● Task goal
Your answer should contain every line of the records, transcribed word for word.
(Entries supplied)
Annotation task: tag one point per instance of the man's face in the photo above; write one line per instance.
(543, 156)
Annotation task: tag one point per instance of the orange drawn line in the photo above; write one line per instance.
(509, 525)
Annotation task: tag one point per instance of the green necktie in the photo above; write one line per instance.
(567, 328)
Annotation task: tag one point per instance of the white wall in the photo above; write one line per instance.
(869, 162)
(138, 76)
(End Entries supplied)
● Problem solution
Annotation task: tag one point per instance of the man's face in the photo above; write one line per instance.
(543, 156)
Annotation task: tag one point per instance of the orange drawn line in the photo above; write one line per instance.
(509, 525)
Annotation task: tag one point per instance of the green necktie in the photo above; write one line per instance.
(567, 328)
Annotation task: tag one point per instance of the white wall in the photo above; write one line per instance.
(869, 162)
(138, 76)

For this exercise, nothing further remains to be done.